#### What to do:
A. In the London Broil post, why does the writer call the disagreement with SH only half a disagreement?
B. Extend the London Broil grilling post, picking up after its last sentence.

#### Document excerpt:
--- begin ---

HAHA! I finally get to disagree with Susan. I knew there'd be a day.
Love London Broil. Yep. Can very easily be grilled. Can be melt in your mouth, but it does need to be sliced thin. ((I was thinking; I've never had a tough LB!! Reading SH's response... but it's only 1/2 a disagreement. Because to serve, one slices it at 1/4inch or less.))
London Broil itself can be made of 2 cuts of meat; top round and bottom round. I tend to prefer bottom round, but the it can come from either.
To grill:
I make up a garlic herb paste (several cloves of garlish pressed through a presser or minced very finely), an equal amount of olive oil, and a big fat pinch of dried thyme or any favorite herb blend. Stir them all together. Generously salt the meat on both sides (I prefer sea salt or kosher salt, salt NOT generously if all you have is iodized table salt). Using your hands, smear the garlic herb olive oil paste all over the meat. Wrap in plastic (or cover, or drop in a ziplock bag) and let it sit for an hour or 5 as you do other things.

--- end ---

#### Recorded data:

--- begin ---

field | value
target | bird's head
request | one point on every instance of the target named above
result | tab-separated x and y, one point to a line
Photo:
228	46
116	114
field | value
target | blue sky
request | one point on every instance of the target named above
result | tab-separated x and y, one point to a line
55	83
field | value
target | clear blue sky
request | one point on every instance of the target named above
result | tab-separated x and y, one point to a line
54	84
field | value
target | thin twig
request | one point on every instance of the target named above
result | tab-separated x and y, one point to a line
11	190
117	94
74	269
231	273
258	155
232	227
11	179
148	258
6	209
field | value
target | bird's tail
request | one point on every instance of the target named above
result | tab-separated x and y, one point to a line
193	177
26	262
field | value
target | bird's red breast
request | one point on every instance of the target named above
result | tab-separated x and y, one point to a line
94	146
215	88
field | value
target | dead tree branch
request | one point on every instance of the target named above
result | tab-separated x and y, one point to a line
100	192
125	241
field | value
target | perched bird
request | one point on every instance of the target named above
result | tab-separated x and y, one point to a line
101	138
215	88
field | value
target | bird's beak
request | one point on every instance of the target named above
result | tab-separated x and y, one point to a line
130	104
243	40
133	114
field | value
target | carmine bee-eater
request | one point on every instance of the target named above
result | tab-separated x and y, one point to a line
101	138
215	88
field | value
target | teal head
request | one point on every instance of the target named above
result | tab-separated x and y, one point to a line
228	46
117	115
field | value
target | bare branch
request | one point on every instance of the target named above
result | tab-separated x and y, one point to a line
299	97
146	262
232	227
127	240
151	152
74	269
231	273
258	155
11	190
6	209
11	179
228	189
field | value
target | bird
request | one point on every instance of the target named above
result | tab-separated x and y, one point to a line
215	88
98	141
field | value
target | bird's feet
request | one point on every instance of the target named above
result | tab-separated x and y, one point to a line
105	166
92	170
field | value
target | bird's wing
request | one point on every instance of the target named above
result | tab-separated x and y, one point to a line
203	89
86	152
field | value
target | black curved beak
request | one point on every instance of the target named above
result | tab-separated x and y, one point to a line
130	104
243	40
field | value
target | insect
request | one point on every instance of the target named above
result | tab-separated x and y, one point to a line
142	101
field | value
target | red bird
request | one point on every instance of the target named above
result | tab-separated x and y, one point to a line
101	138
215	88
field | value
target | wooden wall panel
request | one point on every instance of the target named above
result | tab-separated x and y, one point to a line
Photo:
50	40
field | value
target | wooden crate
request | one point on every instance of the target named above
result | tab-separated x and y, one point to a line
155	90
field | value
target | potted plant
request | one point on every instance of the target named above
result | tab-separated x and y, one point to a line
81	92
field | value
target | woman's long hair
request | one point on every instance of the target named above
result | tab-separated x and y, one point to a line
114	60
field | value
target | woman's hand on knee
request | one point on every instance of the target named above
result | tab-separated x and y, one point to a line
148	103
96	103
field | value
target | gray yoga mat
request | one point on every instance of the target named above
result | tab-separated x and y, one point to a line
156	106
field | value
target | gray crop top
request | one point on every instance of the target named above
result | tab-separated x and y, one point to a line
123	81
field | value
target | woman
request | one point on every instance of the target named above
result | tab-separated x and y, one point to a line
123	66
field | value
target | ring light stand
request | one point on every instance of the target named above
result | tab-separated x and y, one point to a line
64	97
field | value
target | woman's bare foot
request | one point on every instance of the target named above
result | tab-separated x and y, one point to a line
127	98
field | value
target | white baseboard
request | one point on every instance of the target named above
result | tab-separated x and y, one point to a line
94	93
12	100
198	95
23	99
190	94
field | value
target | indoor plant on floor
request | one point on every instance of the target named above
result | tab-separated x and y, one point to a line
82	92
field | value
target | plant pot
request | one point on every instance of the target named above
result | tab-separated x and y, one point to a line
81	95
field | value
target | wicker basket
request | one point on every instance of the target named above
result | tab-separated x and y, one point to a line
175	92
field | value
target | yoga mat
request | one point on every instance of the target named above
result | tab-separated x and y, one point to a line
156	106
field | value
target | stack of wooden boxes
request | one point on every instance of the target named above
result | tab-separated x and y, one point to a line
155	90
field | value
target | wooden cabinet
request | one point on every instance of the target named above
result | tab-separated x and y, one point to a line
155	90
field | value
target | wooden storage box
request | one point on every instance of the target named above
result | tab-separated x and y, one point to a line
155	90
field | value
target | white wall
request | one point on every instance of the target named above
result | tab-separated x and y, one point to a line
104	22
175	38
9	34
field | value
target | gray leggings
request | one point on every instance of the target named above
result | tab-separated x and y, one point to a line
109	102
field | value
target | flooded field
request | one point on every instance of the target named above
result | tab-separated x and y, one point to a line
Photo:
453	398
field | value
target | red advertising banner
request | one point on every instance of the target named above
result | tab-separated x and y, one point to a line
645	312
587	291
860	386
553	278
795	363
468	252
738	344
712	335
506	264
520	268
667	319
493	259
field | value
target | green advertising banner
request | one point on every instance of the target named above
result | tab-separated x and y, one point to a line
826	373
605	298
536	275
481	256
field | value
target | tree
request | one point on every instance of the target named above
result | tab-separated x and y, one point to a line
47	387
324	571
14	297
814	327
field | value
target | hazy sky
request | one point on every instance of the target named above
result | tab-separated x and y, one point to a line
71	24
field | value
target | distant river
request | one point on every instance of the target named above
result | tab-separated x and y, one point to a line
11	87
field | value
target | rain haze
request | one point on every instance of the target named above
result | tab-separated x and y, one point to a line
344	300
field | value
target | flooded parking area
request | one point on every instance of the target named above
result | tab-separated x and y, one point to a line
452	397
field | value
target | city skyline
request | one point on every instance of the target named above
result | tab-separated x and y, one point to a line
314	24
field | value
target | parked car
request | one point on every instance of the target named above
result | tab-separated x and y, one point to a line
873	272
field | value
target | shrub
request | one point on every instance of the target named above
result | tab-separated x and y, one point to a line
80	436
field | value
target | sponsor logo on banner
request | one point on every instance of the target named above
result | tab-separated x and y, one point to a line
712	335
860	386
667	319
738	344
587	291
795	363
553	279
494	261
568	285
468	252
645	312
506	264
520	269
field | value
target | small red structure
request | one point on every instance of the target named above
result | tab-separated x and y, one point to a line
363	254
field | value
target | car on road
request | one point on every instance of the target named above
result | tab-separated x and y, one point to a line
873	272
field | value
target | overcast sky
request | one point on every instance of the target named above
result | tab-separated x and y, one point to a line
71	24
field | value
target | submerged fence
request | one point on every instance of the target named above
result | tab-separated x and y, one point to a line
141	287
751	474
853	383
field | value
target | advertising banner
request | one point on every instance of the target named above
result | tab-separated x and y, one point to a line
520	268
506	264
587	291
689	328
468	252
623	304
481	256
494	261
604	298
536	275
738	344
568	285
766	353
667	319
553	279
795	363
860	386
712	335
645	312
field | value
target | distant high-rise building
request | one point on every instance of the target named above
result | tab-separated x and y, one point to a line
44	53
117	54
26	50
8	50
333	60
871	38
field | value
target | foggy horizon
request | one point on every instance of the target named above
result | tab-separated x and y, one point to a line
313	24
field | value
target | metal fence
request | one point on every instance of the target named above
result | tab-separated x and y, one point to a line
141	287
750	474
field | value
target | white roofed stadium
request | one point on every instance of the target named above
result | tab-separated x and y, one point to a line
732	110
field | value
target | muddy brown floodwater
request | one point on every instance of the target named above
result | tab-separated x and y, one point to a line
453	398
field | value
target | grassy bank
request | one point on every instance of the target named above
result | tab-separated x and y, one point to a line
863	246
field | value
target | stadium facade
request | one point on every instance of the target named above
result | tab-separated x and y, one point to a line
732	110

--- end ---

#### The responses:
A. The writer has never had a tough London Broil but agrees it must be sliced thin to be melt-in-your-mouth. Since it is normally sliced at 1/4 inch or less for serving anyway, the disagreement is only partial.

B.
1) When you're ready to grill, get it going hot hot hot with the grate on.
2) Sear all sides of the london broil. About 5-30 seconds a side. Including ends, small sides, etc.
3) Remove LB to top rack or off to one side for ***indirect heat*** & close lid
4) Flip after 6-10 minutes
5) Bring a sliver of garlic and your meat thermometer out. Poke in legnthwise every 10 minutes (fill hole with garlic sliver so you don't lose juice)
PULL AT
120-25 for rare (hot center, red to pink)
130-35 for medrare (rose pink center)
140-45 for medwell (some red/pink juice, bare hint of pink)
155 for well done (clear juices, no pink)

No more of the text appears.